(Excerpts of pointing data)
-- BEGIN --
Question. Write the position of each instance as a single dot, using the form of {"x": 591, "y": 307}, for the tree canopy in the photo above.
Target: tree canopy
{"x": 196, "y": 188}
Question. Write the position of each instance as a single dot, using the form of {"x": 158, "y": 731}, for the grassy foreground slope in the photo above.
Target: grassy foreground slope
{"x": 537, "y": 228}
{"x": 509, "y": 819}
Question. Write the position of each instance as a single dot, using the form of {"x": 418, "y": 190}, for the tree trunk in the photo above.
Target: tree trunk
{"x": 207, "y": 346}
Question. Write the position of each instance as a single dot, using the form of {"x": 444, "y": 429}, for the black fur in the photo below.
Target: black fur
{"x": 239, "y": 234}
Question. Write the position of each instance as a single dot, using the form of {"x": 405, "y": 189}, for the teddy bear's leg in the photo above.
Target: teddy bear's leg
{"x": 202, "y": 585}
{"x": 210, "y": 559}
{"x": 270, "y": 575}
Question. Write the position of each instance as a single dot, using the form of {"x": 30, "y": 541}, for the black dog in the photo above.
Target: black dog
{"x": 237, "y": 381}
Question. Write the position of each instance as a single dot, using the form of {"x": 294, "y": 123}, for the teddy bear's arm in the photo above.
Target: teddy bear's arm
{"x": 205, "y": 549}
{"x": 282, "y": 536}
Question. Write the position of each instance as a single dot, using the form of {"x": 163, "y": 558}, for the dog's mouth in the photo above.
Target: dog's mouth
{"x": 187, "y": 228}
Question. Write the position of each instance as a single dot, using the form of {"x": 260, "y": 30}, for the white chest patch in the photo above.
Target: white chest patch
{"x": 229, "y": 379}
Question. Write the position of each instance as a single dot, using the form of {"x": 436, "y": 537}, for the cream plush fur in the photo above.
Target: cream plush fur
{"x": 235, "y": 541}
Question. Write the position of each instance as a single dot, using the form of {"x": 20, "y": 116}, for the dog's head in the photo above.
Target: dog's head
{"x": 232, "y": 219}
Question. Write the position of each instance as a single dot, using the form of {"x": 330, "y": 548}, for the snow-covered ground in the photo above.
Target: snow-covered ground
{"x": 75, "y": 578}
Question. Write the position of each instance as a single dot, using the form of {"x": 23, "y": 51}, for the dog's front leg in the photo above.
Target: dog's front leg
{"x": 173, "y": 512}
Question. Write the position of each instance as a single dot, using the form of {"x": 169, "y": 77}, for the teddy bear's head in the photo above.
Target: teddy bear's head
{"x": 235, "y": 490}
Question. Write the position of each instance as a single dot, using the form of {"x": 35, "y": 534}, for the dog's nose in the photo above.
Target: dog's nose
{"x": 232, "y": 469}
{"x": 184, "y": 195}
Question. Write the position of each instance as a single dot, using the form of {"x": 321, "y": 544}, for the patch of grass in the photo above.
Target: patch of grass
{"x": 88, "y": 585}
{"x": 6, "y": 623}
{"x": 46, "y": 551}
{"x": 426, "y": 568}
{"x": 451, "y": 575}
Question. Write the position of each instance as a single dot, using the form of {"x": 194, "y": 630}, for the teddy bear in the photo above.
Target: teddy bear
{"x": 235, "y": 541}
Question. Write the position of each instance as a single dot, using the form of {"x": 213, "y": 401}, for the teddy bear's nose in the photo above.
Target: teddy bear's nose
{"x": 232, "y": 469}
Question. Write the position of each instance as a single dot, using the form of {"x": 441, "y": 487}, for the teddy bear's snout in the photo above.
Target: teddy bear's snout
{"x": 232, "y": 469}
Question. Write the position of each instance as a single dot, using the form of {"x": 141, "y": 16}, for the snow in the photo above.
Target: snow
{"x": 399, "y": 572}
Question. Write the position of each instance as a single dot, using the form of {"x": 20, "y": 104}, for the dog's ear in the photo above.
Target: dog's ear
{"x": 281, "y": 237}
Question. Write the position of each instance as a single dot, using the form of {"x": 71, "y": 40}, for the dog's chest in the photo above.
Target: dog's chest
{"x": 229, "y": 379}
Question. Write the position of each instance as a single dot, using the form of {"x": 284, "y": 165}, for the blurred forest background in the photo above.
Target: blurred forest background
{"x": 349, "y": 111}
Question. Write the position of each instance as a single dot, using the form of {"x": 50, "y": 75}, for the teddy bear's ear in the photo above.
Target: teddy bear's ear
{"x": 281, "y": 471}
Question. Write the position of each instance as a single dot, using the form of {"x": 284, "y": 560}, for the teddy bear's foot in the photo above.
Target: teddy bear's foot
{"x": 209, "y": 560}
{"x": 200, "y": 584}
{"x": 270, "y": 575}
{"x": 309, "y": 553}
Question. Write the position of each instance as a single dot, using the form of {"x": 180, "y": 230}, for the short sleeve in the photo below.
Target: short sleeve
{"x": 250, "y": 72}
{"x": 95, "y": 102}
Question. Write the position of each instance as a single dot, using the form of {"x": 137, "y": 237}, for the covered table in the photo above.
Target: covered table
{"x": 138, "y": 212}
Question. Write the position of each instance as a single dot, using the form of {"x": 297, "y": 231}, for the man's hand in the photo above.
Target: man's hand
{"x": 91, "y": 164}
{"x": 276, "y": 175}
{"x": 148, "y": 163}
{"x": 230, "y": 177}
-- END --
Exercise requirements → Could you quote the material above in full, exactly as it stands?

Output of the task →
Question. Write the position of each instance as a single dot, using the form of {"x": 591, "y": 307}, for the tree canopy in the photo above.
Target: tree canopy
{"x": 196, "y": 188}
Question. Write the position of each instance as a single dot, using the form of {"x": 158, "y": 731}, for the grassy foreground slope in the photo above.
Target: grassy foreground slope
{"x": 537, "y": 228}
{"x": 509, "y": 819}
Question. Write the position of each instance as a single dot, using the form of {"x": 418, "y": 190}, for the tree trunk in the photo above.
Target: tree trunk
{"x": 207, "y": 346}
Question. Write the position of each instance as a single dot, using the form of {"x": 444, "y": 429}, for the black fur in the photo below.
Target: black fur
{"x": 239, "y": 234}
Question. Write the position of each instance as a single dot, using the form of {"x": 405, "y": 189}, for the teddy bear's leg in the photo above.
Target: teddy bear's leg
{"x": 202, "y": 585}
{"x": 210, "y": 559}
{"x": 270, "y": 575}
Question. Write the position of each instance as a single dot, using the form of {"x": 30, "y": 541}, for the black dog in the photo above.
Target: black dog
{"x": 237, "y": 381}
Question. Write the position of each instance as a single dot, using the form of {"x": 294, "y": 123}, for the teddy bear's arm in the photo above.
Target: teddy bear's arm
{"x": 205, "y": 549}
{"x": 282, "y": 536}
Question. Write the position of each instance as a single dot, using the form of {"x": 163, "y": 558}, for the dog's mouth in the photo above.
Target: dog's mouth
{"x": 187, "y": 228}
Question. Write the position of each instance as a single dot, using the form of {"x": 260, "y": 30}, for the white chest patch in the photo above.
Target: white chest patch
{"x": 229, "y": 379}
Question. Write the position of each instance as a single dot, using the form of {"x": 436, "y": 537}, for the cream plush fur in the photo above.
Target: cream plush fur
{"x": 235, "y": 541}
Question. Write the position of each instance as a single dot, using the form of {"x": 20, "y": 116}, for the dog's head in the photo above.
Target: dog's head
{"x": 232, "y": 219}
Question. Write the position of each instance as a single dot, using the form of {"x": 330, "y": 548}, for the snow-covered ground in the photo above.
Target: snow-covered ground
{"x": 75, "y": 578}
Question. Write the position of each instance as a single dot, using the form of {"x": 23, "y": 51}, for the dog's front leg in the photo above.
Target: dog's front leg
{"x": 173, "y": 512}
Question. Write the position of each instance as a single dot, using the form of {"x": 169, "y": 77}, for the teddy bear's head in the photo above.
Target: teddy bear's head
{"x": 235, "y": 490}
Question. Write the position of each instance as a single dot, using the form of {"x": 35, "y": 534}, for the dog's nose in the photo above.
Target: dog's nose
{"x": 232, "y": 469}
{"x": 184, "y": 195}
Question. Write the position of each instance as a single dot, using the form of {"x": 321, "y": 544}, for the patch of grass in the photo above.
Target: patch of grass
{"x": 88, "y": 585}
{"x": 6, "y": 623}
{"x": 46, "y": 551}
{"x": 426, "y": 568}
{"x": 451, "y": 575}
Question. Write the position of each instance as a single dot, using the form of {"x": 194, "y": 630}, for the teddy bear in the photo above.
Target: teddy bear
{"x": 235, "y": 541}
Question. Write the position of each instance as a single dot, using the form of {"x": 213, "y": 401}, for the teddy bear's nose in the photo above.
Target: teddy bear's nose
{"x": 232, "y": 469}
Question. Write the position of each instance as a single dot, using the form of {"x": 441, "y": 487}, for the teddy bear's snout in the photo above.
Target: teddy bear's snout
{"x": 232, "y": 469}
Question. Write the position of each instance as a single dot, using the form of {"x": 141, "y": 16}, for the snow in the photo above.
Target: snow
{"x": 399, "y": 572}
Question. Write the position of each instance as a single dot, using the form of {"x": 20, "y": 104}, for the dog's ear in the photo above.
Target: dog's ear
{"x": 281, "y": 237}
Question. Write the position of each instance as a single dot, using the form of {"x": 71, "y": 40}, for the dog's chest in the photo above.
Target: dog's chest
{"x": 229, "y": 379}
Question. Write the position of each instance as a single dot, using the form of {"x": 284, "y": 165}, for the blurred forest background in the photo above.
Target: blurred forest background
{"x": 349, "y": 111}
Question. Write the position of each instance as a single dot, using the form of {"x": 50, "y": 75}, for the teddy bear's ear in the photo above.
Target: teddy bear's ear
{"x": 281, "y": 471}
Question. Write the position of each instance as a single dot, using the form of {"x": 284, "y": 560}, for the teddy bear's foot in the photo above.
Target: teddy bear's foot
{"x": 209, "y": 560}
{"x": 200, "y": 584}
{"x": 270, "y": 575}
{"x": 309, "y": 553}
Question. Write the position of each instance as a single dot, using the form of {"x": 180, "y": 230}, for the short sleeve in the photo below.
Target: short sleeve
{"x": 250, "y": 72}
{"x": 95, "y": 102}
Question. Write the position of each instance as a single dot, using the form of {"x": 137, "y": 237}, for the covered table in the photo above.
Target: covered table
{"x": 138, "y": 212}
Question. Write the position of each instance as a single dot, using the form of {"x": 297, "y": 231}, for the man's hand in the photo above.
Target: man's hand
{"x": 91, "y": 164}
{"x": 276, "y": 175}
{"x": 148, "y": 163}
{"x": 230, "y": 177}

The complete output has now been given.